* Document section:
The authors may have had their own reasons and motives for writing Devarim and attributing it to Moses. However, like any significant literary work, it has taken on a life of its own and has had an impact far beyond its literal words. In this case, it reveals ethical and spiritual values that apply to today such as found in Deuteronomy 16:20 of this week’s Parsha.
One of the most famous quotes from this week’s Parsha is Deuteronomy 16:20: “Tzedek, tzedek tir’dof (צֶדֶק, צֶדֶק תִּרְדֹּף) Justice, justice shall you pursue.” Tzedek can also be translated as fairness, righteousness, or integrity. For me, it goes hand-in-hand with compassion.
Rabbi Ari Kahn in an article found at Aish.com says, “Justice must be strived for, not only on a national level but on an individual level, for there is a Divine reaction to man’s handiwork on the individual level as well. And just as a nation may lose focus of the spirit of the law, so may the individual.” (https://www.aish.com/tp/i/moha/48930397.html)

* Data section:
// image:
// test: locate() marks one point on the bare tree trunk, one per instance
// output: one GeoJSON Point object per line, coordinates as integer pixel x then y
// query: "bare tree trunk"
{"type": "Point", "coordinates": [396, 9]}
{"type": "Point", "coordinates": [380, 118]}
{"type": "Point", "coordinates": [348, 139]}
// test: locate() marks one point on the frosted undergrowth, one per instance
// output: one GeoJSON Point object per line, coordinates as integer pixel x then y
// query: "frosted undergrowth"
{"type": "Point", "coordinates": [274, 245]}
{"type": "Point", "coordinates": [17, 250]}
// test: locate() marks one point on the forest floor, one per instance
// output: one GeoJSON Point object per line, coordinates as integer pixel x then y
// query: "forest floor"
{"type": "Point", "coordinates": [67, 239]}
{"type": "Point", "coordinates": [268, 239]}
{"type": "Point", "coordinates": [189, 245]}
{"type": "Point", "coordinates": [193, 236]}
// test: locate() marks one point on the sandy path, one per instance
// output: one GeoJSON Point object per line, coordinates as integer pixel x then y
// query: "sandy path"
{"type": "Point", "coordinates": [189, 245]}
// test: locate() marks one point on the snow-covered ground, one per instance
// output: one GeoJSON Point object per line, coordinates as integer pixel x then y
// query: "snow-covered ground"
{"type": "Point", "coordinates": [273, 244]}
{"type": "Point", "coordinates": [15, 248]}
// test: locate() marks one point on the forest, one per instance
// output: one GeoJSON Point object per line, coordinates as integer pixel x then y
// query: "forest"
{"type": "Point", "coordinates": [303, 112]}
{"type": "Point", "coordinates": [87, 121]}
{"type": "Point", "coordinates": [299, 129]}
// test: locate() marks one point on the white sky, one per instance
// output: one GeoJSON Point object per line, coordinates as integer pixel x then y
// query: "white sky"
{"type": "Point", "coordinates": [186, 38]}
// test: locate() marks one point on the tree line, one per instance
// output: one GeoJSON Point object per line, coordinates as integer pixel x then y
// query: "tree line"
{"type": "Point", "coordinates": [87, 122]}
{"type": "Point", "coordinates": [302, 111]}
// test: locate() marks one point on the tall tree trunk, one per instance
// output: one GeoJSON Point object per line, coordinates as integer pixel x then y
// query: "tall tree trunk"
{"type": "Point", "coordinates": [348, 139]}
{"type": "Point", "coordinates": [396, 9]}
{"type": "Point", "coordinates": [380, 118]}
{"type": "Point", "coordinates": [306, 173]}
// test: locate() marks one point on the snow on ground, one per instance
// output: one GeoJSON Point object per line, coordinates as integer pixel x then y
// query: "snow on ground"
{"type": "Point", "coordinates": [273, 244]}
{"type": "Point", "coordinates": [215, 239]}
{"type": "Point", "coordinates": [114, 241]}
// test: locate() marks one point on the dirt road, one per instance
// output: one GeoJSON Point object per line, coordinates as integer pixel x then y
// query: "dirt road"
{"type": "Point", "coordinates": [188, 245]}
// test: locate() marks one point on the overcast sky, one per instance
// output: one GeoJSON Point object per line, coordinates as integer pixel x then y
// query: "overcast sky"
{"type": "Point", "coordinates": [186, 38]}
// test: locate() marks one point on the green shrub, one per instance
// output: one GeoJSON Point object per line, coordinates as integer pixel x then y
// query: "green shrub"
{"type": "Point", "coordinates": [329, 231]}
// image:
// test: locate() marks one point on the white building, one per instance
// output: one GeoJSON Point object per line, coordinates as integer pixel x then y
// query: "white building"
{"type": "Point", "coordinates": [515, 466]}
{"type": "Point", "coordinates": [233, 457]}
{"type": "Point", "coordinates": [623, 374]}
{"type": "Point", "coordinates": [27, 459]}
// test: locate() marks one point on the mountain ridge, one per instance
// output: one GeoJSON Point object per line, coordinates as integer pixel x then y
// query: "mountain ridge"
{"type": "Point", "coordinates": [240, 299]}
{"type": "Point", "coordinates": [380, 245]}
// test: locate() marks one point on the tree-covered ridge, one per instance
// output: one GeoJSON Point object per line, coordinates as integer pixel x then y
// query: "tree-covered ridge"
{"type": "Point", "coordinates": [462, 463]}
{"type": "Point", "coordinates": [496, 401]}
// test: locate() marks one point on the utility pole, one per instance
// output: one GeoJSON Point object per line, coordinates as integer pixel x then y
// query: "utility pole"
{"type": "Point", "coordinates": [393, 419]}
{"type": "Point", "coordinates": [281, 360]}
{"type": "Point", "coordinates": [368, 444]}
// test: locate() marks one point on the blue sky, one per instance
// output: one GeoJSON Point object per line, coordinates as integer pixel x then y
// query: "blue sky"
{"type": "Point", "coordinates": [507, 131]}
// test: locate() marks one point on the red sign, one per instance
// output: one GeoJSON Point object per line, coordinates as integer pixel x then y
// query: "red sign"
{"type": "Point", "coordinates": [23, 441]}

* Challenges:
A. Besides "justice," what other English translations of "Tzedek" does the passage on Deuteronomy 16:20 above give? List them all.
B. Update the listing from the line with "pole, one per instance" through the end of the listing, changing "blue sky" to "clear sky" and leaving everything else unchanged. Return only those lines.

* Outputs:
A.
fairness
righteousness
integrity

B.
// test: locate() marks one point on the utility pole, one per instance
// output: one GeoJSON Point object per line, coordinates as integer pixel x then y
// query: "utility pole"
{"type": "Point", "coordinates": [393, 419]}
{"type": "Point", "coordinates": [281, 360]}
{"type": "Point", "coordinates": [368, 444]}
// test: locate() marks one point on the clear sky, one per instance
// output: one GeoJSON Point object per line, coordinates as integer pixel x then y
// query: "clear sky"
{"type": "Point", "coordinates": [507, 131]}
// test: locate() marks one point on the red sign, one per instance
// output: one GeoJSON Point object per line, coordinates as integer pixel x then y
// query: "red sign"
{"type": "Point", "coordinates": [23, 441]}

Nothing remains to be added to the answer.